= Excerpt to read =
·····

Re: [Ksummit-2013-discuss] DT bindings as ABI [was: Do we have peopleinterested in device tree janitoring / cleanup?]

From: jonsmirl@xxxxxxxxx
Date: Mon Jul 29 2013 - 22:15:23 EST

On Mon, Jul 29, 2013 at 9:44 PM, David Gibson
<david@xxxxxxxxxxxxxxxxxxxxx> wrote:
> On Sat, Jul 27, 2013 at 10:11:16PM -0700, James Bottomley wrote:
>> On Sat, 2013-07-27 at 21:28 -0600, Grant Likely wrote:
>> > On Sat, Jul 27, 2013 at 2:25 PM, Grant Likely <grant.likely@xxxxxxxxxxxx> wrote:
>> > > On Sat, Jul 27, 2013 at 2:01 PM, jonsmirl@xxxxxxxxx <jonsmirl@xxxxxxxxx> wrote:
>> > >> On Sat, Jul 27, 2013 at 3:45 PM, Grant Likely <grant.likely@xxxxxxxxxxxx> wrote:
>> > >>> On Sat, Jul 27, 2013 at 4:59 AM, Arend van Spriel <arend@xxxxxxxxxxxx> wrote:
>> > >>>> Let's see how many people go and scream if I say this: Too bad .dts files
>> > >>>> are not done using XML format as DT bindings could be described using XML
>> > >>>> Schema.
>> > >>>
>> > >>> Draft an example and show us how it would look! :-) There is
>> > >>> absolutely nothing preventing us from expressing a DT in XML format,
>> > >>> or even using XSLT to define DT schema while still using our current
>> > >>> .dts syntax. It would be trivial to do lossless translation between
>> > >>> .dts syntax and xml.

·····

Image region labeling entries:
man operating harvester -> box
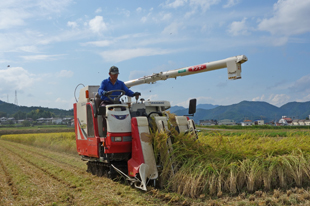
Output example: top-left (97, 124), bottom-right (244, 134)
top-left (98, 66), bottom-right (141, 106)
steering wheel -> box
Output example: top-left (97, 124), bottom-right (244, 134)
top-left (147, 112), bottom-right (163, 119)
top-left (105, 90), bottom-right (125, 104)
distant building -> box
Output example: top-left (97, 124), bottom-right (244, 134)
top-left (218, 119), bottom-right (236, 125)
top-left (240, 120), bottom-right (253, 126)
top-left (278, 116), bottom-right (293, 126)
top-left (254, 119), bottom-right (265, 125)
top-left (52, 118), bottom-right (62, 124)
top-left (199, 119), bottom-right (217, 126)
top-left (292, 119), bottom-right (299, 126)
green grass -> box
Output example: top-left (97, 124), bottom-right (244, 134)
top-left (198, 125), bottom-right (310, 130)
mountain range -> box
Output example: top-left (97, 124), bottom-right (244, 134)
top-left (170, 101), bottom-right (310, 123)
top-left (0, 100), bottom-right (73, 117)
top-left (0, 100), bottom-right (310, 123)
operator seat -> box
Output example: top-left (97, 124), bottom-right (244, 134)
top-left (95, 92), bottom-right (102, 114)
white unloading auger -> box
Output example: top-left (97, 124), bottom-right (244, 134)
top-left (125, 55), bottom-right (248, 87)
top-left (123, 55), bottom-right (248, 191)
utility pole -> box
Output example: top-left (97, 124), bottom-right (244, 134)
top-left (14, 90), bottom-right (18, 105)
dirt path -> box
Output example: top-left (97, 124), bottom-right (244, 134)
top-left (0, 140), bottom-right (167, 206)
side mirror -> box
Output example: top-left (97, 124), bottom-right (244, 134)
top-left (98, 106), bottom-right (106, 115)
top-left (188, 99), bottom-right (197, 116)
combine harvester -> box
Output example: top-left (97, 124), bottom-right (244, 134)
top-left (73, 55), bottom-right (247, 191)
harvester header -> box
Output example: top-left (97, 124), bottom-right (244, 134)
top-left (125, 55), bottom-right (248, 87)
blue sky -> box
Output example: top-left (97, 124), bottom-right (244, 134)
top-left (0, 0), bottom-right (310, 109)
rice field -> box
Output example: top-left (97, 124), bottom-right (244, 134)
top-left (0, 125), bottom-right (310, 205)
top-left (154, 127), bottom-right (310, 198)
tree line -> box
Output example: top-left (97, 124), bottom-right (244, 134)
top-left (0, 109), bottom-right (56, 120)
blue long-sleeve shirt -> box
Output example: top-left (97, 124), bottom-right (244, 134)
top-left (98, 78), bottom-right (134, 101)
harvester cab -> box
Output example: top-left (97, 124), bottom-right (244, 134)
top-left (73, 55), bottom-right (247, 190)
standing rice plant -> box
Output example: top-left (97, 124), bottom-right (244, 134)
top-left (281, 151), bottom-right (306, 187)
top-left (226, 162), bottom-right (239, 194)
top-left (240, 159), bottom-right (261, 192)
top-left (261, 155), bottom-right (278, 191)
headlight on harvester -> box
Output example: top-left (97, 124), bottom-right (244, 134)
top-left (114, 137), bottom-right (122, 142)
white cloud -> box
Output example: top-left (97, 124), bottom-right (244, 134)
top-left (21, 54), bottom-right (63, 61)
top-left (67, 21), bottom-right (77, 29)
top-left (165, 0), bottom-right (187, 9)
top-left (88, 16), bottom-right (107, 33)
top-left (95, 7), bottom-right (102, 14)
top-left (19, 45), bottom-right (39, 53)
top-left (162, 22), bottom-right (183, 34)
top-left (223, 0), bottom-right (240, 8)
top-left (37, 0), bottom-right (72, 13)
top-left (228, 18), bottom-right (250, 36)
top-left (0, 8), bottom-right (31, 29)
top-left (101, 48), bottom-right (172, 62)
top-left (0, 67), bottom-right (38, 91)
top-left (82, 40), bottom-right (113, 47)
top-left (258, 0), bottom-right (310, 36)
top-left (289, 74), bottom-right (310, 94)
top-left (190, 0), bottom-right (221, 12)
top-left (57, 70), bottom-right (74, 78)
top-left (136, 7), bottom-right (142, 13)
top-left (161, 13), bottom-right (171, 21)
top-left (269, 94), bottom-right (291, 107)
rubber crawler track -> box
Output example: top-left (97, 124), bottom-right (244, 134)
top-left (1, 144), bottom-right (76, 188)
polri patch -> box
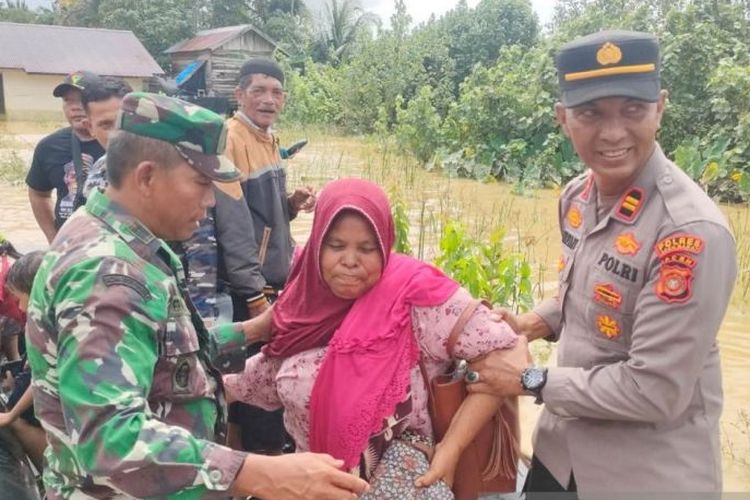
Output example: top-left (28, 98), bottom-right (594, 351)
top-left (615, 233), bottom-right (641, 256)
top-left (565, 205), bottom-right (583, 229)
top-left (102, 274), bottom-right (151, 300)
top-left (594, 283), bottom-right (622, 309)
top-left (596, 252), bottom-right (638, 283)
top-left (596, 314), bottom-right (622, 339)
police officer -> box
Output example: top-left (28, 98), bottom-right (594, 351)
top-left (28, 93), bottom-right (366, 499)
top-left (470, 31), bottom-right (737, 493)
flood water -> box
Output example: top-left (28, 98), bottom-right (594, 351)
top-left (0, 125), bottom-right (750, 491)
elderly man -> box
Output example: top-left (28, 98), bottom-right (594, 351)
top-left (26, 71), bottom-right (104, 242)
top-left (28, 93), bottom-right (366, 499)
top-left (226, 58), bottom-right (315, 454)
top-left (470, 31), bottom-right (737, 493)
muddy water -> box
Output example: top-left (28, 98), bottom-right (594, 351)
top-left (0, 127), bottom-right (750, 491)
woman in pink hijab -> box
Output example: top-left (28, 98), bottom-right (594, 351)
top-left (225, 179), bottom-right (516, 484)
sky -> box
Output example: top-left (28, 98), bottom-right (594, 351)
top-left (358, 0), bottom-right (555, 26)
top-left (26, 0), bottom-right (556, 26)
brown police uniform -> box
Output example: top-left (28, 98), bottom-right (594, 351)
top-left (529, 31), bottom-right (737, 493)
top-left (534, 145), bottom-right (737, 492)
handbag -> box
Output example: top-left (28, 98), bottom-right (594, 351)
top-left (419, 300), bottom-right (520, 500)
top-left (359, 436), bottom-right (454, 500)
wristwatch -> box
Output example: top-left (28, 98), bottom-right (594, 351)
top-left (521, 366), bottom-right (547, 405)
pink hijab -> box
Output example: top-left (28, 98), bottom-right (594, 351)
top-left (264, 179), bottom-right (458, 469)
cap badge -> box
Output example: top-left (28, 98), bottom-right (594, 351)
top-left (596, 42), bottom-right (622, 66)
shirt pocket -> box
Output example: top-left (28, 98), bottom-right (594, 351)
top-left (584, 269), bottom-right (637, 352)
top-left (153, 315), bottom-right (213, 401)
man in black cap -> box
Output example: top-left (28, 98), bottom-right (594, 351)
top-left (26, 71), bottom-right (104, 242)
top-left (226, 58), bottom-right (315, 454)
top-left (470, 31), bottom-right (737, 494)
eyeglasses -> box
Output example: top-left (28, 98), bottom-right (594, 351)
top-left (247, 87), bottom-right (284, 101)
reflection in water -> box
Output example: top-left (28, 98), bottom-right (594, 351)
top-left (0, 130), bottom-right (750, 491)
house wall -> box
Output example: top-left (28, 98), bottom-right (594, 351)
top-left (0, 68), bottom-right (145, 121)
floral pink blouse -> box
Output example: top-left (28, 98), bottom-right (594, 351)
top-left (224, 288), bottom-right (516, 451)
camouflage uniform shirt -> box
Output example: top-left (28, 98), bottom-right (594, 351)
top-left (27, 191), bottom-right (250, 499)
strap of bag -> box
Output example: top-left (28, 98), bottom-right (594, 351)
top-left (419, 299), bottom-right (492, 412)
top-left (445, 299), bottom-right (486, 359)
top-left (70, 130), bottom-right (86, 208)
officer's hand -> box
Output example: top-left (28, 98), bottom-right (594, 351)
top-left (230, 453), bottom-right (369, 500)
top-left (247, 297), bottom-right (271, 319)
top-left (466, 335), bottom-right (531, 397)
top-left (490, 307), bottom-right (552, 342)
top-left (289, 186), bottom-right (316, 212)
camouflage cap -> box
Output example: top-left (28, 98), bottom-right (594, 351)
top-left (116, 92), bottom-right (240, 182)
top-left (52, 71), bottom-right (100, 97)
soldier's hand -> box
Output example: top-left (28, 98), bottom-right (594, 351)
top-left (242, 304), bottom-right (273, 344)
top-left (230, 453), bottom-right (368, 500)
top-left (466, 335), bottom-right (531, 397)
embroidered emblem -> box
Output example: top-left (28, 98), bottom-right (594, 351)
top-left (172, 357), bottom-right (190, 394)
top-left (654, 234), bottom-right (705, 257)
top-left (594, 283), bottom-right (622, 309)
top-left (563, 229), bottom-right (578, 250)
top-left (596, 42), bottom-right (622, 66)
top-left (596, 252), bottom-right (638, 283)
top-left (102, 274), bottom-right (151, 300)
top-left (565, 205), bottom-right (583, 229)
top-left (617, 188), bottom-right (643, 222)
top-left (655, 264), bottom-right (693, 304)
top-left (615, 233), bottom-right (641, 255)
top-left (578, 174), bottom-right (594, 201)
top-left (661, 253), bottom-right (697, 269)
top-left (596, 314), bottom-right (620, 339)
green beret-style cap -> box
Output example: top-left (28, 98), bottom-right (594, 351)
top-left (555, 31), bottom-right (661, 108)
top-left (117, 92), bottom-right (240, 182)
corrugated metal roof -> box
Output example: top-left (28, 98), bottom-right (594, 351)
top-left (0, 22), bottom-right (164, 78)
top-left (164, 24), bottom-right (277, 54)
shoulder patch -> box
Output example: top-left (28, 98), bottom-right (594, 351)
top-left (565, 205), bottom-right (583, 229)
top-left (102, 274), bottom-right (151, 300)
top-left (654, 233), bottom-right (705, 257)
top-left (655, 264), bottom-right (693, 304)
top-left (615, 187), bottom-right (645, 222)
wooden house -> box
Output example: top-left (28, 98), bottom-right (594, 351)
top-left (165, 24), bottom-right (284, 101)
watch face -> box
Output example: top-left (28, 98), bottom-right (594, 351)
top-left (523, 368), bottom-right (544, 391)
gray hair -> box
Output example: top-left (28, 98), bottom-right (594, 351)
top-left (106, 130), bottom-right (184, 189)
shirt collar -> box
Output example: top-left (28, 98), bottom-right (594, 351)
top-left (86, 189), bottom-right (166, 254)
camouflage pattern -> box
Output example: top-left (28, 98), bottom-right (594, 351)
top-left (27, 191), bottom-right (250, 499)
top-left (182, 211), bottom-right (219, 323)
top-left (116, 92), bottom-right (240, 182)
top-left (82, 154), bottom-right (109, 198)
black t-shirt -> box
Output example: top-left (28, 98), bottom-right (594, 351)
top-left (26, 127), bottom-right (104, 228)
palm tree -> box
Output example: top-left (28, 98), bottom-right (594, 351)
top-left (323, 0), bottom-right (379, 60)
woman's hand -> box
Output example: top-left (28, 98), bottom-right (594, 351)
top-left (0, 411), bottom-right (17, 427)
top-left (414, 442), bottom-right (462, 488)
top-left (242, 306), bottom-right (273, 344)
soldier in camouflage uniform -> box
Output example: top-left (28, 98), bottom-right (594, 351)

·····

= Exercise =
Continue the mailing-list thread on device tree bindings as ABI from the point where it stops.

= Task answer =
>> > >>>
>> > >>> The problem that I have with XML and XSLT is that it is very verbose
>> > >>> and not entirely friendly to mere-mortals. However, I'm more than
>> > >>> willing to be proved wrong on this point.
>> > >>
>> > >> I considered this approach a while ago and discarded it. It would work
>> > >> but it is just too much of a Frankenstein monster.
>> > >>
>> > >> Much cleaner to modify dtc to take a schema as part of the compilation
>> > >> process. The schema language itself has no requirement to look like
>> > >> DTS syntax. Whoever wrote dtc probably has a favorite language that
>> > >> would be good for writing schemas in.
>> > >
>> > > Making it part of dtc is a required feature as far as I'm concerned.
>> > > Using XML/XSLT and dtc-integration are not mutually exclusive, but I
>> > > digress.
>> >
>> > Oops, ignore the XSLT bit. XSLT isn't schema and has no bearing on the
>> > discussion of schema. Sorry for the noise.
>> XSLT is a transform language ... you'd use it say to transform xml to
>> dtc, so it would be an integral component of an xml/xslt based schema.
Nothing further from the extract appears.